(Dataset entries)

..........

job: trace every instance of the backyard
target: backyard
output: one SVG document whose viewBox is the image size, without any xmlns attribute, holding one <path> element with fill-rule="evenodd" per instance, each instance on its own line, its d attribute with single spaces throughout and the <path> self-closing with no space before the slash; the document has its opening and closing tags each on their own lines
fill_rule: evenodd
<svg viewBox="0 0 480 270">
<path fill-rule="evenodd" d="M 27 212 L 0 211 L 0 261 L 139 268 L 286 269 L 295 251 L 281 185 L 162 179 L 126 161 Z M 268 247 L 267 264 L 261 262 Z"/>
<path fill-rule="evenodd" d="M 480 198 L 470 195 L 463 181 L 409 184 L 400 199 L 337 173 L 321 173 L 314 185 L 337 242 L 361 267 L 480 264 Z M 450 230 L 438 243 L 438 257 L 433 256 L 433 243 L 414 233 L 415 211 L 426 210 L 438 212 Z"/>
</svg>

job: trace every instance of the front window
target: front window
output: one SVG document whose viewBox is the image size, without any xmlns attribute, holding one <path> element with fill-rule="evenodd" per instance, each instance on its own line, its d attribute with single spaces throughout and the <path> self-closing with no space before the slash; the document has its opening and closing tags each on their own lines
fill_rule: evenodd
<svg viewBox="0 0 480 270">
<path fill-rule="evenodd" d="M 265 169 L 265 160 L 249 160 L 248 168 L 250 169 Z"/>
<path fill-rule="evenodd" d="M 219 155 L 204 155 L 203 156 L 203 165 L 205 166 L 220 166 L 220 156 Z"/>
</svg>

..........

▶ _Instructions to follow_
Duplicate the lines above exactly as they appear, in full.

▶ _Solution_
job: trace every instance of the backyard
target: backyard
output: one SVG document whose viewBox is the image size, without any xmlns attribute, holding one <path> element with fill-rule="evenodd" per instance, each instance on its own line, its d attribute with single spaces throughout and the <path> self-closing with no space before the slash; the document has its opening and closing tags each on their own lines
fill_rule: evenodd
<svg viewBox="0 0 480 270">
<path fill-rule="evenodd" d="M 27 212 L 0 211 L 0 261 L 139 268 L 286 269 L 295 251 L 281 185 L 162 179 L 126 161 Z M 268 247 L 267 264 L 261 262 Z"/>
<path fill-rule="evenodd" d="M 480 198 L 470 195 L 463 181 L 409 184 L 400 199 L 337 173 L 321 173 L 314 185 L 337 242 L 361 267 L 480 264 Z M 450 230 L 438 243 L 438 257 L 433 256 L 433 243 L 414 233 L 415 211 L 426 210 L 438 212 Z"/>
</svg>

job: trace every instance of the front window
target: front window
output: one SVG document whose viewBox is the image size, without any xmlns attribute, holding one <path> element with fill-rule="evenodd" per instance, each instance on its own line, its d attribute with single spaces throughout and the <path> self-closing with no space before the slash; the document has its opening and closing tags each on their own lines
fill_rule: evenodd
<svg viewBox="0 0 480 270">
<path fill-rule="evenodd" d="M 265 169 L 265 160 L 249 160 L 248 168 L 250 169 Z"/>
<path fill-rule="evenodd" d="M 219 155 L 204 155 L 203 156 L 203 165 L 205 166 L 220 166 L 220 156 Z"/>
</svg>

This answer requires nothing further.